_Objective_. Return each line of the rows below that contains the string "building".

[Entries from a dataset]
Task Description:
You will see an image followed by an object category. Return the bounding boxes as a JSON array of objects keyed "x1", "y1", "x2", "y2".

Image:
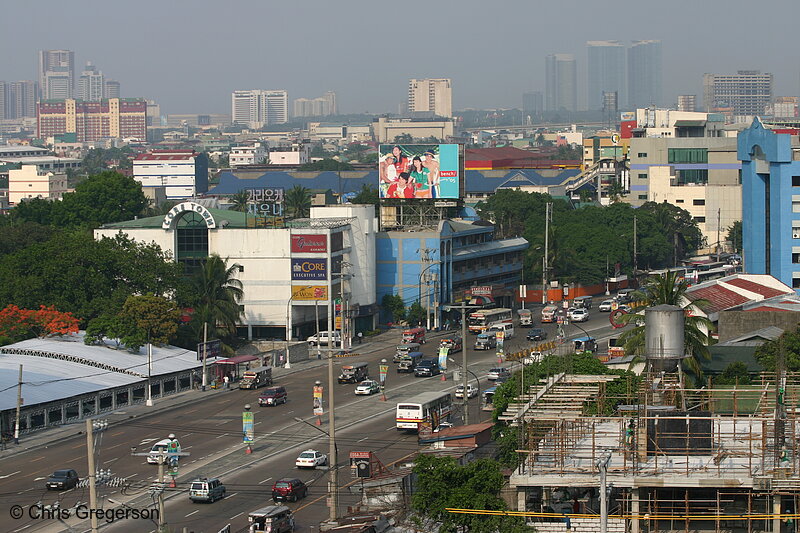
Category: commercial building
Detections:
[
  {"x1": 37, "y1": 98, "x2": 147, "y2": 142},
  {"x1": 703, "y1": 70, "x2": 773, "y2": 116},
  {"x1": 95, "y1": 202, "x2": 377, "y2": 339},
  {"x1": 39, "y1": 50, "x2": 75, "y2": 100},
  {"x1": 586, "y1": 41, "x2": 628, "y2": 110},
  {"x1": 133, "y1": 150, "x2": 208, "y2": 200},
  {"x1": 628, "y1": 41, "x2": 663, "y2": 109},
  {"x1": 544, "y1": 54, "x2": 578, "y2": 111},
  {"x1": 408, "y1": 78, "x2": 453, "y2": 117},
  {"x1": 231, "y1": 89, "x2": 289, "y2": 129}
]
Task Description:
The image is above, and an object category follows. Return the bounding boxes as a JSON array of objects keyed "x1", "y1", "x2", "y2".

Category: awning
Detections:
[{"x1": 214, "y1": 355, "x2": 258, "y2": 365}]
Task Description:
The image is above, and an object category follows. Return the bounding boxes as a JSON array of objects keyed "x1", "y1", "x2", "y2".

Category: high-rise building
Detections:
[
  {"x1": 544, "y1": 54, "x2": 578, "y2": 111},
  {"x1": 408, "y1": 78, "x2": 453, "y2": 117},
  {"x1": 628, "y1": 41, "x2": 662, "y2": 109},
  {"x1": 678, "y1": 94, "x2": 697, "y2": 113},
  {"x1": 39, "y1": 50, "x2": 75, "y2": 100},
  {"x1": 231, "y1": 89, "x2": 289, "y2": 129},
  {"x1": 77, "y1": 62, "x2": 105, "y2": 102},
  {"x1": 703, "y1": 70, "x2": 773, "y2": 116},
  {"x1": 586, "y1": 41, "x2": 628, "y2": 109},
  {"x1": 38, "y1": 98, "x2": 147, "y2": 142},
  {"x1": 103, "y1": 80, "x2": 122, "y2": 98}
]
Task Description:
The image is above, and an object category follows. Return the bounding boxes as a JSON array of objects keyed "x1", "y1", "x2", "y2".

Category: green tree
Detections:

_Result of the task_.
Category: commercial building
Category: high-rise building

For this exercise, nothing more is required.